Tasks and exercises
a. Answer these questions from the news report on the Ghouta attacks, one line per answer, marked like the questions.
(i) How many people did the main opposition alliance say were killed?
(ii) Which body echoed the call for inspectors to go to the site?
(iii) Where does the nurse Bayan Baker work?
b. Translate this sentence from the news report on the Ghouta attacks into Spanish: "The Syrian army says the accusations have been fabricated to cover up rebel losses."
c. Write out the news report on the Ghouta attacks word for word from "It is also not" to "terrorism in Syria.".

Text shown
------------------------------
Syria Conflict: ‘Chemical Attacks’ Kill Hundreds
Chemical weapons attacks have killed hundreds on the outskirts of Damascus, Syrian opposition activists say.
Rockets with toxic agents were launched at the suburbs of the Ghouta region early on Wednesday as part of a major bombardment on rebel forces, they say.
The Syrian army says the accusations have been fabricated to cover up rebel losses.
The main opposition alliance said that more than 1,000 people were killed by the attacks.
Activist networks also reported death tolls in the hundreds, but these could not be independently confirmed.
It is also not clear how many died in the bombardment of the sites and how many deaths were due to any exposure to toxic substances.
In a statement, the army described the accusations of chemical weapons use as grave, and stressed the military's right to fight what it described as terrorism in Syria.
It accused the opposition of fabricating the accusations to divert attention from the huge losses its forces had suffered recently.
UK Foreign Secretary William Hague and French President Francois Hollande called for UN inspectors to be allowed access to the area and said Britain and France would raise the issue at the UN.
If confirmed, the attacks would mark a "shocking escalation in the use of chemical weapons in Syria", Mr Hague said.
The Arab League echoed the call for the inspectors to go to the site.
The attack took place as part of a heavy government bombardment of the region surrounding Damascus, where government forces have been trying to drive out rebel forces.
Casualties were reported in the areas of Irbin, Duma and Muadhamiya among others, activists said.
Footage uploaded to YouTube from the scene by activists shows many people being treated in makeshift hospitals.
The videos show victims, including many children, having convulsions. Others are apparently immobile and have difficulty breathing.
The BBC has not been able to authenticate the footage fully, but based on additional checks made, it is believed to be genuine.
"Many of the casualties are women and children. They arrived with their pupils dilated, cold limbs and foam in their mouths," a nurse at a Duma medical facility, Bayan Baker, told Reuters.
The number of casualties is much higher than in previous allegations of chemical weapons attacks.
------------------------------
Given entries
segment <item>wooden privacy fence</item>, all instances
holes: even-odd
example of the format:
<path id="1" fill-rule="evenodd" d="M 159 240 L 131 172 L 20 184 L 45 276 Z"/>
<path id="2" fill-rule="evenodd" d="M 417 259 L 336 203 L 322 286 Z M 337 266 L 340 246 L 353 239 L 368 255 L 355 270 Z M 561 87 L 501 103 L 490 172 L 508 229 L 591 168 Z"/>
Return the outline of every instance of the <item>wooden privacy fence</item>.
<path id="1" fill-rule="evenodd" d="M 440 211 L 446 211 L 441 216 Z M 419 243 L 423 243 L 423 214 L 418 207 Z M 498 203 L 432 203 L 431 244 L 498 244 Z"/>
------------------------------
Answers provided
a.
(i) More than 1,000
(ii) The Arab League
(iii) At a Duma medical facility

b. El ejército sirio afirma que las acusaciones han sido inventadas para encubrir las pérdidas de los rebeldes.

c.
It is also not clear how many died in the bombardment of the sites and how many deaths were due to any exposure to toxic substances.
In a statement, the army described the accusations of chemical weapons use as grave, and stressed the military's right to fight what it described as terrorism in Syria.